O plenário do STF retomou, nesta quarta-feira, 15, o julgamento que discute o chamado "marco temporal" para a definição das relações de posse das áreas de tradicional ocupação indígena. O ministro Alexandre de Moraes pediu vista, suspendendo o julgamento.
Na semana passada, o relator do processo, ministro Edson Fachin, votou no sentido de que a posse da terra indígena deve ser definida por tradicionalidade. Para o ministro, a tese do marco temporal em terras indígenas é incompatível com a Constituição Federal. O julgamento foi retomado com o voto do ministro Nunes Marques, que divergiu do relator.
Marco temporal é a tese que estabelece que os povos indígenas só têm direito à demarcação de suas terras se provarem que a ocupavam no dia da promulgação da Constituição (5 de outubro de 1988).
A quem pertence a terra?
Em 2009, a FATMA - Fundação do Meio Ambiente do Estado de Santa Catarina buscou a Justiça, por meio de ação de reintegração de posse, dizendo que é legítima possuidora de uma área de mais de 80 mil m² localizada na linha "Esperança-Bonsucesso". Segundo a Fundação, essa área compõe uma gleba maior, chamada de "Reserva Biológica do Sassafras".
Acontece que, naquele ano, 100 indígenas ocuparam a referida área, "ali se instalando, e acabaram por derrubar a mata nativa do interior da reserva, construíram picadas e montaram barracas".

### Enunciado A
No trecho sobre o marco temporal, qual ministro pediu vista e suspendeu o julgamento?

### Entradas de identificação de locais
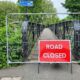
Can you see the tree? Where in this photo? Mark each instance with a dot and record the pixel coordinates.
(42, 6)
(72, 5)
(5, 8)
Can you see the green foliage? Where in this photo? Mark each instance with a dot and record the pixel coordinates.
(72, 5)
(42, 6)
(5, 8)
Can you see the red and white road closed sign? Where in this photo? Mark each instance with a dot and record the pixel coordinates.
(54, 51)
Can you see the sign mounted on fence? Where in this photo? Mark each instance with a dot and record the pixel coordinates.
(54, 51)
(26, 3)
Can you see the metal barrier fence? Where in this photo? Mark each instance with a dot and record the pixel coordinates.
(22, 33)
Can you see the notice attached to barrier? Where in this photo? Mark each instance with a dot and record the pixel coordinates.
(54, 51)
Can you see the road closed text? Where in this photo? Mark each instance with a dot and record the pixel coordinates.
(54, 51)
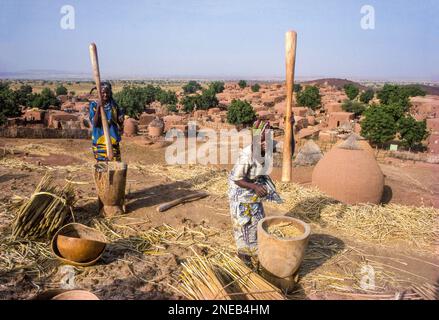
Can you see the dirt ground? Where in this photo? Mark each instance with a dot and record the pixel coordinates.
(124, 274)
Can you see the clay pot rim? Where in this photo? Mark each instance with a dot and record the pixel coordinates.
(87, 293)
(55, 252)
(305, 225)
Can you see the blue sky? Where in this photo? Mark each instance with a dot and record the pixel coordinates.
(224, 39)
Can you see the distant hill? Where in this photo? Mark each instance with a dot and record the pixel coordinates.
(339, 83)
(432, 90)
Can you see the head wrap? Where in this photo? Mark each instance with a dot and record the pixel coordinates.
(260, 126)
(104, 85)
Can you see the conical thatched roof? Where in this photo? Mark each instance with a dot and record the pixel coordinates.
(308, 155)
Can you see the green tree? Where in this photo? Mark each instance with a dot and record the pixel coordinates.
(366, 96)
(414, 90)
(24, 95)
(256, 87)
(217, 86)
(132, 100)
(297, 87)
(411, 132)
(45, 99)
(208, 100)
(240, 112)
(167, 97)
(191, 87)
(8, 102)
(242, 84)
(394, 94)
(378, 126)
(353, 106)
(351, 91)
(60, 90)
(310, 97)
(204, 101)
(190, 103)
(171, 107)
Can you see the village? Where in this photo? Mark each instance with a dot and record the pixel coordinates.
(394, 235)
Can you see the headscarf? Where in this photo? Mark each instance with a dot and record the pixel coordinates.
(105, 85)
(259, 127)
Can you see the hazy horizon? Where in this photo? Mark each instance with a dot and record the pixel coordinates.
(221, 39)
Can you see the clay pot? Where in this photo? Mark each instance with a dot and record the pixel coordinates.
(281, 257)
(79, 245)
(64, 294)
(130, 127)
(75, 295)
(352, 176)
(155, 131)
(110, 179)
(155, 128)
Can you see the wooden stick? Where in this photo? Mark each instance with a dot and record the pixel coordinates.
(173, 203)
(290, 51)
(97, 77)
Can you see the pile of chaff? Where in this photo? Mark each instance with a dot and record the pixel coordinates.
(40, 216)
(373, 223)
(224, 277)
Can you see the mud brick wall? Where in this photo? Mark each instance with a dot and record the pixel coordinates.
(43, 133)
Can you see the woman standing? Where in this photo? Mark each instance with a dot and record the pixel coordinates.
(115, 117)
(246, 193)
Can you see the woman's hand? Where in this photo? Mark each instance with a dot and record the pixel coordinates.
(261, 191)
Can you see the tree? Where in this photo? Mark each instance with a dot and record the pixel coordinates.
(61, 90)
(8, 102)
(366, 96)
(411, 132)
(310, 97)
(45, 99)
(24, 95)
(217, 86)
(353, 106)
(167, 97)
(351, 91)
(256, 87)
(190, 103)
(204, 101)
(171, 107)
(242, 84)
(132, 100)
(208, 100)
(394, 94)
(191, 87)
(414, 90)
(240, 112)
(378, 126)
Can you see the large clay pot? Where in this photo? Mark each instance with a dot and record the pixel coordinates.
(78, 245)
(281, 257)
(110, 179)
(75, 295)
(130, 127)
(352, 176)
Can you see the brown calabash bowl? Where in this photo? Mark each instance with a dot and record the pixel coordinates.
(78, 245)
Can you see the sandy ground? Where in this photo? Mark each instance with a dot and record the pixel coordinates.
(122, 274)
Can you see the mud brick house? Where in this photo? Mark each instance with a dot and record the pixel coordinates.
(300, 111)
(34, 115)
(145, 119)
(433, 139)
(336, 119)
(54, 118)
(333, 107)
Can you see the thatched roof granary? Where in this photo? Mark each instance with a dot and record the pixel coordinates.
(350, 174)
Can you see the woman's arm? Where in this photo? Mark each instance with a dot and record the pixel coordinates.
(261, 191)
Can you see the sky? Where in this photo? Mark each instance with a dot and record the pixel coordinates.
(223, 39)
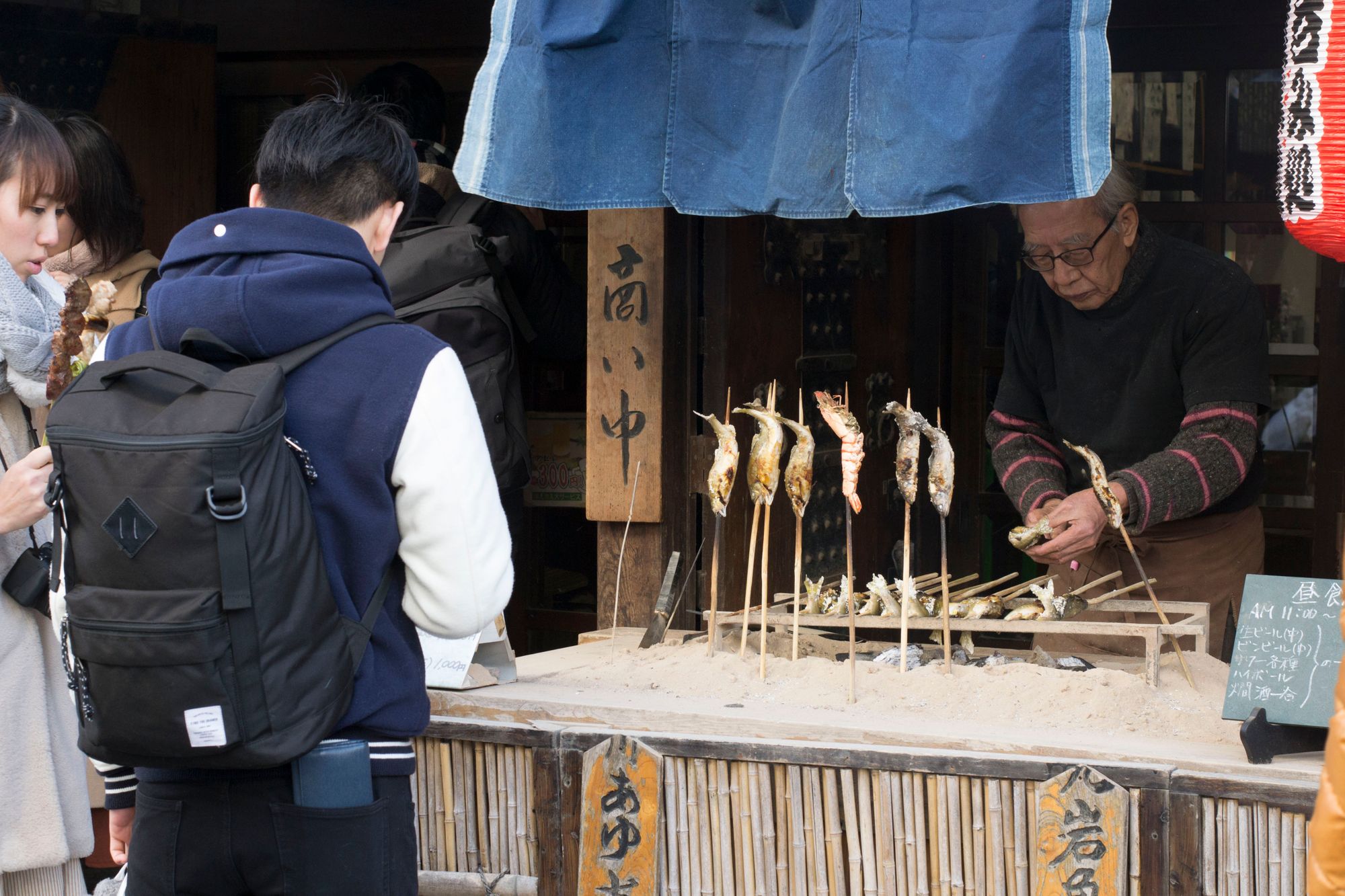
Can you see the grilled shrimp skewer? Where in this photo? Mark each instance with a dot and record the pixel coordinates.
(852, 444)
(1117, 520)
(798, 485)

### Enunciado B
Edite a listagem, da linha que contém "Can you see the mud brick house?" até o fim dela, substituindo "this photo" por "this picture" e mantendo o resto intacto. Deixe as imagens de fora da resposta.

### Resolução completa A
O ministro Alexandre de Moraes.

### Resolução completa B
Can you see the mud brick house? Where in this picture? Mark each instance with a dot and record the pixel coordinates.
(300, 111)
(34, 115)
(145, 119)
(433, 139)
(336, 119)
(54, 118)
(333, 107)
Can you see the thatched roof granary? Where in this picture? Mark each instance with a dot and record the pixel coordinates.
(350, 174)
Can you see the woman's arm? Where in this picture? Mark each instance with a dot and record the pixel coordinates.
(261, 191)
Can you see the sky? Where in this picture? Mark each instance with a dot and record the pixel coordinates.
(223, 39)
Can you see the grilled shrimp skewer? Where in this picture? Mark each instance with a dot and record the pixel coordinates.
(852, 444)
(1117, 520)
(798, 485)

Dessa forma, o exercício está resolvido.